• _Exercise_
Write out each line of the records that has "stone" in it.
══════════
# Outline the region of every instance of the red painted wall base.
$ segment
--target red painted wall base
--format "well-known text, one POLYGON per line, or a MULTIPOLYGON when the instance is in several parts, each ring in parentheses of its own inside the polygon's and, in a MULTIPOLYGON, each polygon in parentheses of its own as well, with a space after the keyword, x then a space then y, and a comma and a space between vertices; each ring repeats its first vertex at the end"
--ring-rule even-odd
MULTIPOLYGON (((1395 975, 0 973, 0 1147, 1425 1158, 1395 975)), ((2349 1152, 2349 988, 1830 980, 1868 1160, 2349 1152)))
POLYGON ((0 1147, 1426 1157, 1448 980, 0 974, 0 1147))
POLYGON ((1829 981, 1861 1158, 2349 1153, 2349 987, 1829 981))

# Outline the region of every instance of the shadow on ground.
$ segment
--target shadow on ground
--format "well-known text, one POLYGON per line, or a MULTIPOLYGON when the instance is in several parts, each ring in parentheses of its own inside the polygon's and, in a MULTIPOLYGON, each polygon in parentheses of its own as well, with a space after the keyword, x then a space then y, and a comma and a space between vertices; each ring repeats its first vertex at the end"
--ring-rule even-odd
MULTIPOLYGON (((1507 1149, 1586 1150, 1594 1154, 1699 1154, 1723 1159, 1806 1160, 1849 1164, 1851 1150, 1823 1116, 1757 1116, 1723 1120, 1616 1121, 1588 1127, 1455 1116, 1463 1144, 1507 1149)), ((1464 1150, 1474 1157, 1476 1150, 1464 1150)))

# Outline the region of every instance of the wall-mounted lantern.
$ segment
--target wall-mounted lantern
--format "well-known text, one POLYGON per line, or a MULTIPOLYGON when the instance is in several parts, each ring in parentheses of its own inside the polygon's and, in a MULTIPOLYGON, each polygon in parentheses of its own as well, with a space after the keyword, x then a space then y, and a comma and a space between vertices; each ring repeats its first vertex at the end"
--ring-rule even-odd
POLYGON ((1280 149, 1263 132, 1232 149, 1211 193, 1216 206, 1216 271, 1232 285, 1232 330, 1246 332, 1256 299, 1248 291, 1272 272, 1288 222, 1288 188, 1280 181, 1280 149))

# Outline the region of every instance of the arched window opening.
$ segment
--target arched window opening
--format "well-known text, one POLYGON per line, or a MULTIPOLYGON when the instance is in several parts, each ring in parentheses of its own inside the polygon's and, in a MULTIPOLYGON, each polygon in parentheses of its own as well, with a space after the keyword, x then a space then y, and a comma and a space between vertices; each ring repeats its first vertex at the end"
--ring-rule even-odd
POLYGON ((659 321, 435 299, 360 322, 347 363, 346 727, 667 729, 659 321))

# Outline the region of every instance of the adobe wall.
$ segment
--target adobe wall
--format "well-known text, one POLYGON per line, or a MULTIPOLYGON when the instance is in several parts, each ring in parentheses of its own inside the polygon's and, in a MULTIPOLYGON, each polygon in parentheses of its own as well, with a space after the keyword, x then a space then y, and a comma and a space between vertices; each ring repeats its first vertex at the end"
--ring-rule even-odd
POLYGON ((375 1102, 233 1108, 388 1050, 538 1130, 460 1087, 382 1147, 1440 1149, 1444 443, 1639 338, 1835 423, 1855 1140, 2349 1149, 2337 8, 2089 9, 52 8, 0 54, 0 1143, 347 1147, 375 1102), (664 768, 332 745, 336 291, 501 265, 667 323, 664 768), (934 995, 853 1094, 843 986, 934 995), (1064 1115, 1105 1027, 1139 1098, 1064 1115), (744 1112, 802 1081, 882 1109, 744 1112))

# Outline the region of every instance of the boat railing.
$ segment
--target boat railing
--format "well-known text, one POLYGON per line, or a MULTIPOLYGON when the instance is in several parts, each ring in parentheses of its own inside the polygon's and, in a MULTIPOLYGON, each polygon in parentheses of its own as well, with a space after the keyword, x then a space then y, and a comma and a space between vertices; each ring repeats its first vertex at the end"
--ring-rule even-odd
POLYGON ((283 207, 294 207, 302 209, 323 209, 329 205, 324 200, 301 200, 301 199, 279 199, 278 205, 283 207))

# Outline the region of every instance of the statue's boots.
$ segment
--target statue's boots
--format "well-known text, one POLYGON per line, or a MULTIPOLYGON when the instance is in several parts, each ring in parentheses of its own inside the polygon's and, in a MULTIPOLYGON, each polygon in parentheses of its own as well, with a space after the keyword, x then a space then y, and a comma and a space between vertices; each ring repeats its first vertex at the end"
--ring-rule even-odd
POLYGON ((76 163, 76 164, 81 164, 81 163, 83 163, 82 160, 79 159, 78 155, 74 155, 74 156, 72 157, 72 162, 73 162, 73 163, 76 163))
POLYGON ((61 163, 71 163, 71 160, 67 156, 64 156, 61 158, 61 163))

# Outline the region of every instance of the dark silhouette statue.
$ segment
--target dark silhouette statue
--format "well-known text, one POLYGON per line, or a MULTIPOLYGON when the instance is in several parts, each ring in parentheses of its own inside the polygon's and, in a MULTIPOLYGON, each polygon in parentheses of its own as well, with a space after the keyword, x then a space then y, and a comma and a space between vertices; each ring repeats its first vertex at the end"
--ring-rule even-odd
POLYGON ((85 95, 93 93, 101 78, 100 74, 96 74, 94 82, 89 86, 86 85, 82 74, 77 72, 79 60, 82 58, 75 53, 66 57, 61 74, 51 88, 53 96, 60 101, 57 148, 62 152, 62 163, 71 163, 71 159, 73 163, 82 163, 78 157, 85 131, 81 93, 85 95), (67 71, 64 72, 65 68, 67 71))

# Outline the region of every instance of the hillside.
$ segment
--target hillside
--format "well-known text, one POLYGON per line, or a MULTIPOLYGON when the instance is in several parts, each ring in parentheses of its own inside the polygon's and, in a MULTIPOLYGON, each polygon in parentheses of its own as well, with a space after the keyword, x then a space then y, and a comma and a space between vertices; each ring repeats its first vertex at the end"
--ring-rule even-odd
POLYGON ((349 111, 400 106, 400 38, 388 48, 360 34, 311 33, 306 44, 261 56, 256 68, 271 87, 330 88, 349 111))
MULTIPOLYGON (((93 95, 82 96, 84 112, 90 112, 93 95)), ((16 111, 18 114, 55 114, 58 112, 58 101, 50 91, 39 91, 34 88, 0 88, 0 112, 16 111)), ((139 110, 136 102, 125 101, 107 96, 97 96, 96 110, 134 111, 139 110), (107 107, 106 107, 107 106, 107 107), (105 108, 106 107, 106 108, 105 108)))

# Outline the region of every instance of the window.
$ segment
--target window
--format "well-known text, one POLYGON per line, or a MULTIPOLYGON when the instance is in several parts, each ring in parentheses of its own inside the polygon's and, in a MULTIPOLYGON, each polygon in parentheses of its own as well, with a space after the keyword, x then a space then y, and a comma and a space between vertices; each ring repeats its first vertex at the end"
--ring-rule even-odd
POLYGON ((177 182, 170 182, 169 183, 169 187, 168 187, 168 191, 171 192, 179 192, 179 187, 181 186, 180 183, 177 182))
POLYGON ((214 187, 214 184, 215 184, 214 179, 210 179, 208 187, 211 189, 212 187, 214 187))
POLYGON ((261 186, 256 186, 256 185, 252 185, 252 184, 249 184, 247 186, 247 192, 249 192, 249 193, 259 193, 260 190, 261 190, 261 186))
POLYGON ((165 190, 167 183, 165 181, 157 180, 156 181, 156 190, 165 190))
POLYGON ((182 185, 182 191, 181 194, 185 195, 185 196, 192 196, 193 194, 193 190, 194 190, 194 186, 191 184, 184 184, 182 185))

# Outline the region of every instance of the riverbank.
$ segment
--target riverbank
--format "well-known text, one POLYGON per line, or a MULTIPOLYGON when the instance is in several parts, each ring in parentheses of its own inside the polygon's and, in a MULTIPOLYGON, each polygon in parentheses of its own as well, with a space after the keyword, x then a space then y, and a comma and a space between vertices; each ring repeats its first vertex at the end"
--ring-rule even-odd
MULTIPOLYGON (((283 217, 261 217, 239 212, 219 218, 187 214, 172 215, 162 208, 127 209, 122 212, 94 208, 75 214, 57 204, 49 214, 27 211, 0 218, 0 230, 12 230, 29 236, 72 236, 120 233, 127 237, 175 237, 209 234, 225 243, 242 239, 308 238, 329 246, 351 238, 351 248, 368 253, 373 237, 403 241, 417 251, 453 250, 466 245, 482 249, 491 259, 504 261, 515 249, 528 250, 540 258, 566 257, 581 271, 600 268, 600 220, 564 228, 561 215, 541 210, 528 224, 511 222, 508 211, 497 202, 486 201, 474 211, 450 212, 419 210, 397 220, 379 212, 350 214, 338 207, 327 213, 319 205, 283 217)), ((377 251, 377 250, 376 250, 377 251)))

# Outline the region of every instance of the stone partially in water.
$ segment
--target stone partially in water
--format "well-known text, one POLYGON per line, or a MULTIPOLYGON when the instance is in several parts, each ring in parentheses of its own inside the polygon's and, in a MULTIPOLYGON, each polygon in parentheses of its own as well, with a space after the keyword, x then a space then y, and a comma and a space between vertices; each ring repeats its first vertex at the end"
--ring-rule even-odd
══════════
• _Answer to this problem_
# Outline the region of every instance of the stone partially in water.
--target stone partially in water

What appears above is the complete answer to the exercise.